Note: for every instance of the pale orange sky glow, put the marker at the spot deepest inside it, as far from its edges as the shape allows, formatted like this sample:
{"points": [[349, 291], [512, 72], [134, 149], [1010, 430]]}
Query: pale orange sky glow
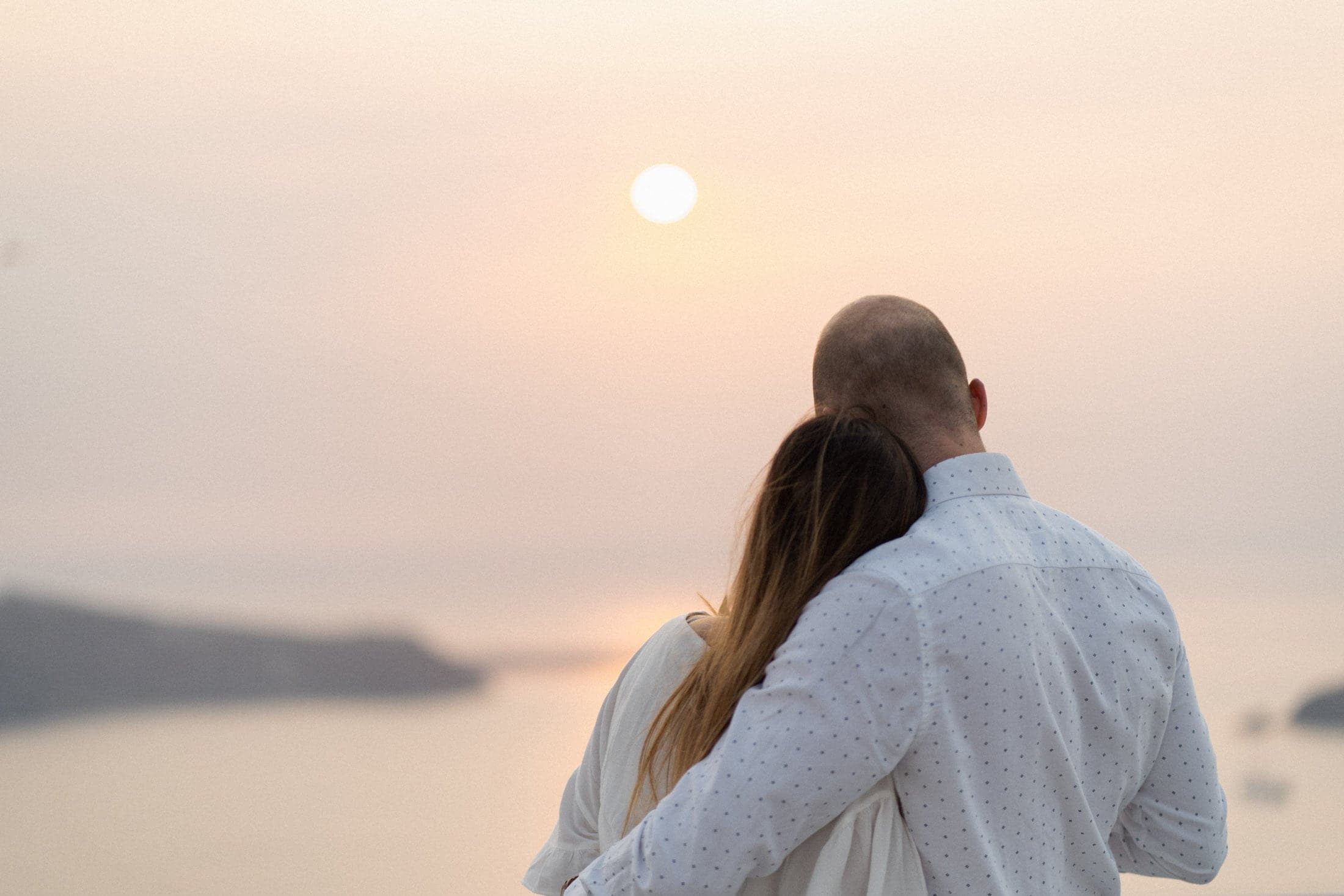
{"points": [[346, 305]]}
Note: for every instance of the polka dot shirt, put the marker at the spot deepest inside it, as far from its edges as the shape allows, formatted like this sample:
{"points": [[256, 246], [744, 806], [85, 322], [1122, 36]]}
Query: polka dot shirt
{"points": [[1020, 677]]}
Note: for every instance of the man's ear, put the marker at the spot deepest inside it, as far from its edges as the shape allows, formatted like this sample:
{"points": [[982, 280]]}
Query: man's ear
{"points": [[979, 402]]}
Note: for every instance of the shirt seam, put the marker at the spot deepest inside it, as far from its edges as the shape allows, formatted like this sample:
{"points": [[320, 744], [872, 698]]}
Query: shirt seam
{"points": [[1015, 494], [925, 702], [1009, 563]]}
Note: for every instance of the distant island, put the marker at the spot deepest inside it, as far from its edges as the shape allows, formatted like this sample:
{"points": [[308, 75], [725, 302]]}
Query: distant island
{"points": [[58, 658], [1323, 711]]}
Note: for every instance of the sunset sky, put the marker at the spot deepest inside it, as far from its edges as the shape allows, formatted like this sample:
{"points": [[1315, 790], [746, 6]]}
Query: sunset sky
{"points": [[341, 309]]}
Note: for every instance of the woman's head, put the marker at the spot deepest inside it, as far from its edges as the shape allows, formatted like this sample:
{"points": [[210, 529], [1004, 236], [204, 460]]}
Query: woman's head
{"points": [[838, 487]]}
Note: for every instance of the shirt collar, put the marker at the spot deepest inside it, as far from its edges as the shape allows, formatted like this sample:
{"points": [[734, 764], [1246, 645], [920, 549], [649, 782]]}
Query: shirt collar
{"points": [[971, 475]]}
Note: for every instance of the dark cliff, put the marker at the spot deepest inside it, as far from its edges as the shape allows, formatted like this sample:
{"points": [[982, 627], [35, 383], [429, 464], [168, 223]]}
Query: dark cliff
{"points": [[1324, 711], [62, 658]]}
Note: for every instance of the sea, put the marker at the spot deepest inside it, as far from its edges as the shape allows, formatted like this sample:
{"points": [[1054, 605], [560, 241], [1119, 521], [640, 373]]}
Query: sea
{"points": [[455, 794]]}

================================

§ **YOUR ASSIGNMENT**
Pick out each line above that includes "marker" and show it.

§ **RESPONSE**
Note: for every instance of the pale orange sky glow, put the marker at the spot deepest inside it, as far from its edges as the shape allows, formatted like this sample:
Note: for every instance of the polka dot shirt, put the marker at the spot deepest inside it, as far from its edges as the shape allows, formatted like this sample:
Note: for every instance of the man's ear, put the marker at the spot deepest inside it, as far from its edges as the shape allows, formatted like this sample:
Note: for every instance of the shirt seam, put the marker at the spot deepest inside it, as far from its edges as the shape allows, formatted like this sample:
Note: for every instance of the distant island, put the marker at the spot deepest inside it, as far from its edges as the shape allows, formatted like this sample:
Note: for every instance of the sunset sky, put the marker at the spot deepest inside it, as far from its edges as the shape allows, formatted like this sample:
Note: for every instance of the woman's head, put the marker at the spot deepest inside it, as far from its edges as the shape allows, formatted like this sample:
Note: for every instance of the shirt collar, put the marker at the spot deepest inside it, as far from its edges as the shape allows, formatted like this sample:
Note: for every instance of the dark cliff, put the marker at the spot deepest inside it, as far from its edges as the shape allows, formatted like this sample:
Note: for every instance of the sea, put the marker at the spot deepest inside it, as far from its edges as the shape allows, formatted like this sample:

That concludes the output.